#### [INSTRUCTION]
Can you quote each of the items below word for word, omitting the pictures?

#### [Stored items]
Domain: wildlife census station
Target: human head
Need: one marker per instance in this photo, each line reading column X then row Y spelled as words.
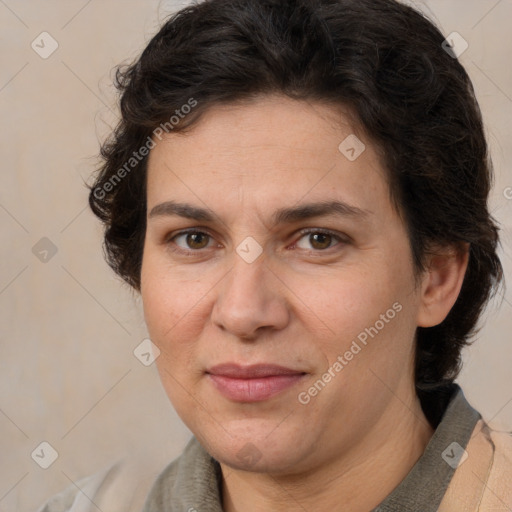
column 380, row 59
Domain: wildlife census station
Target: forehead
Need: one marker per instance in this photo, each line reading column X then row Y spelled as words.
column 269, row 151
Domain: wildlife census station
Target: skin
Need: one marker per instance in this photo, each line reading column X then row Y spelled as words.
column 300, row 304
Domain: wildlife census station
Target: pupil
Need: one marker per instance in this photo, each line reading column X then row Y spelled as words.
column 320, row 240
column 195, row 240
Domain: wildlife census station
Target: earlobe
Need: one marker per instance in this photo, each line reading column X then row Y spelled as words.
column 441, row 284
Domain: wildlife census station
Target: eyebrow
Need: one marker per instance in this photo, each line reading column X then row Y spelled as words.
column 281, row 216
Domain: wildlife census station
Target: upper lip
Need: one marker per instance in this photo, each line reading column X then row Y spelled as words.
column 237, row 371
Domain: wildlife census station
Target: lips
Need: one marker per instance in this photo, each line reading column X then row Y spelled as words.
column 253, row 383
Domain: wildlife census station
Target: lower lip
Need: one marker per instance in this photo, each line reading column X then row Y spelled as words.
column 253, row 390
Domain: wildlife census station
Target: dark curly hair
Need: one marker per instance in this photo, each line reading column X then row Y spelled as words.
column 383, row 60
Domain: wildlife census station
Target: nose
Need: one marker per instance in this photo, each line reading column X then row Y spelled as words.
column 250, row 301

#### [RESULT]
Domain: wildlife census station
Target: human head
Need: one marker per instance in this photo, each line reading column X then row Y spelled as words.
column 380, row 59
Domain: wildlife census station
Target: forehead
Need: one marker per instance in this photo, each line reading column X then row Y spelled as words.
column 269, row 151
Domain: wildlife census station
Target: skin
Need: one marker per instance in this photo, each line reading column X then row Y spelled as words.
column 300, row 304
Domain: wildlife census station
Target: pupil
Need: one marker per instance in this photo, each line reading column X then row Y spelled as words.
column 320, row 240
column 195, row 240
Domain: wildlife census station
Target: earlobe
Need: one marker per instance in this photo, each line reading column X then row Y spelled as words.
column 441, row 284
Domain: wildlife census station
Target: eyebrow
Need: one marker per instance in this photo, each line reading column X then row Y spelled as words.
column 281, row 216
Domain: wildlife census station
Target: upper lip
Need: one marker per instance in this photo, each line reading column X then row Y spelled as words.
column 237, row 371
Domain: wildlife census station
Target: lips
Need: one marker per instance in this photo, each line reading column X then row Y spelled as words.
column 253, row 383
Domain: wildlife census station
Target: lower lip
Need: one marker per instance in this photo, each line reading column X then row Y spelled as words.
column 253, row 390
Domain: wildlife census station
Target: dark curly hair
Need: one marker per instance in this photo, each line reading column X then row Y spelled as words.
column 383, row 60
Domain: wildlife census station
Target: nose
Need: one marker per instance in this photo, each line reading column X then row Y spelled as words.
column 250, row 301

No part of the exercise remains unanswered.